▶ _EXTRACTED TEXT_
[START]

How would I visualize the amount of time that's passed between dates? - graph

If I had a product and wanted to visualize the amount of time that has passed between releases of that product, what type of graph would I use? What I'm trying to show is the average amount of time that has passed between release cycles, as well as (approximately) how far through the current release cycle we currently are.
The best I could come up with is a horizontal bar graph. Each bar would have a date associated with it that marked a particular release, and the length of the bar could indicate how much time has passed, maybe even list the exact number of days, but I could imagine that being slightly confusing, e.g. is that the amount of time that's passed before that release or after that release?
I imagine there must be a better way to visualize this.
UPDATE: I think I may have explained it poorly; let me try another approach. This buying guide does almost exactly what I want. It's compact, it lists when the releases happened, you can see roughly how long one release took compared to another (relatively), and the unfinished release is shown so you can get an idea of about how far through the average cycle you are. But one of the problems it has is that it is difficult to tell whether a particular stretch of time in between releases came before a particular date or afterwards. I was thinking about making the bars bigger and putting in the number of days too, which would only make the before/after ambiguity worse. So my question is, how can this chart be improved to be more visually intuitive? Thanks!

From your Question and your comments to the two answers prior to mine, your dataviz technique will have to
show the amount of time that has
passed between release cycles;
show both absolute and relative (i.e., time elapsed within a
release cycle as well as between them) which
is practically awkward because, as
you said, either you're forced to use
a tiny font to fit your plot on an
8.5 x 11 page, or the plot is so wide that it doesn't conveniently print
and it's too difficult for a readerto
capture in a single glance; and
show progress w/r/t the next target release
For the first item, i just used an axis scaled to time (x-axis). For the second, i used the y axis to represent intra-project time--where as, time between projects is on the x-axis. Doing this, keeps the plot size manageable. For the third item, i prefer to represent duration differently for cases like this--i.e., where there's a definite start and a definite finish. In other words, when my boss asks me how a certain project is going, i think i naturally say "50% complete" or something like that, rather than "we are four weeks into it". I think thermometer symbols can be visually intuitive here--i.e., you show progress by filling a container.
So in the plot below, i show five separate projects (versions 1 through 5); the x-axis is in weeks and shows how far apart in time are the project start dates for each. The y-axis (which i didn't show, instead relying on the color fill in the thermometer symbol to show "degree of completion of each project.
I created this plot in R (using only libraries in the base install).
Here's the code:
# synthetic data:
x = c(1, 10, 22, 40, 58) # x-axis
y = c(2, 5.5, 9, 12.4, 15.0) # y-axis
z = c(1, 0.9, 0.80, 0.67, 0.25) # % fill for thermometer symbols
# create the plot:
plot(x, y, ann=F, axes=F, type="n")
symbols(x, y, thermometers=cbind(0.5, 4, z), inches=1.2, fg=rep(3, 5),
ann=F, axes=F)
axis(side=1, at=xt, lwd.ticks=1.3, col="steelblue4", col.ticks="red")

[END]

▶ _WRITTEN TASKS_
#1 In the discussion about charting time between product releases, what did the answerer use to create the plot?
#2 Continue the discussion about charting time between product releases from the point where it stops.

▶ _GIVEN ENTRIES_

[START]

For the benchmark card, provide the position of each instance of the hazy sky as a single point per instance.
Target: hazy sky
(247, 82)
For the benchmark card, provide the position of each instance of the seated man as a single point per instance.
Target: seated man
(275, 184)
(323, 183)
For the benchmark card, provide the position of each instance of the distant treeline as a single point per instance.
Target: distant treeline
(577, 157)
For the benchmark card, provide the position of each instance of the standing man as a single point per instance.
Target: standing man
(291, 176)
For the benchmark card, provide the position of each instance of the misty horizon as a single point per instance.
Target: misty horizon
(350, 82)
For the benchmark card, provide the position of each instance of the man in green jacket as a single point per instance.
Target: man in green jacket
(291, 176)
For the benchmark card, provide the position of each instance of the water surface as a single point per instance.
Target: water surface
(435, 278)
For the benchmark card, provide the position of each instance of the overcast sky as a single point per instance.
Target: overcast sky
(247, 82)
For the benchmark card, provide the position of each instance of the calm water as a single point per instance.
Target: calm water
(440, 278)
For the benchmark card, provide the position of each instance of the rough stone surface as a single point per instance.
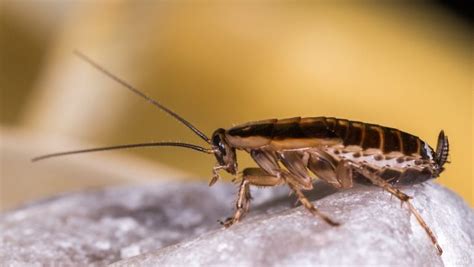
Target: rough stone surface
(175, 224)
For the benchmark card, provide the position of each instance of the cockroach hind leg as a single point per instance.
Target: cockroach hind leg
(378, 181)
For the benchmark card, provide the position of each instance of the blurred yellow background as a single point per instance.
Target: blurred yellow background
(407, 66)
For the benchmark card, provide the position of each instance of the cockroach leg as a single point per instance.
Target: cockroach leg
(242, 205)
(378, 181)
(344, 174)
(250, 176)
(309, 206)
(215, 174)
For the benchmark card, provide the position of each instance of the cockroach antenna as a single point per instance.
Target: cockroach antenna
(153, 144)
(143, 95)
(127, 146)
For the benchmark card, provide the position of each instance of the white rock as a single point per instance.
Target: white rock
(176, 224)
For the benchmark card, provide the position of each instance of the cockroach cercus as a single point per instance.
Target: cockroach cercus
(286, 151)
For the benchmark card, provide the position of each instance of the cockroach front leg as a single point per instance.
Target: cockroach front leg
(215, 174)
(250, 176)
(378, 181)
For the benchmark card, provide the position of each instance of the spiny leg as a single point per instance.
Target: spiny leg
(250, 176)
(377, 180)
(308, 205)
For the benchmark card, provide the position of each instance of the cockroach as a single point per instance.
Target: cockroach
(286, 151)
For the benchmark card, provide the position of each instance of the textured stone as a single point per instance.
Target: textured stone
(175, 224)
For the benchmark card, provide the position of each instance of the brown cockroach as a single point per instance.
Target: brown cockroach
(337, 151)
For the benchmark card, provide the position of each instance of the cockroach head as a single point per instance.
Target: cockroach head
(225, 154)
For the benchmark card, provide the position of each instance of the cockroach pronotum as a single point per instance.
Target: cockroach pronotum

[END]

▶ _EXPECTED OUTPUTS_
#1 R, using only libraries in the base install.

#2
A few comments in case you're not familiar with R. First, the plot, and axis function calls could have been omitted. The other three are purely for aesthetics:
plot was called to create a plot with no data, no labels, and no visible axis, so that i could draw my custom axis later and leave the y-axis out entirely;
axis is just for drawing a custom x-axis, with the tick marks where i wanted them.
symbols is the only call required.
The 'thermometer' argument is a matrix in which the first two columns are the symbol width and height, respectively, and the third column is the % filled ('z'); 'inches' is the actual symbol size, and 'fg' is the fill color for each symbol, i.e., 'rep(3,5) just means '3' repeated 5 times, where '3' is just a convenience symbol for the lovely green color you see below.

Maybe a Gantt Chart? For each release, you could use a row to the duration that the release was active. Also, you could include rows for development time. You would be able to visualize pretty easily a number of metrics...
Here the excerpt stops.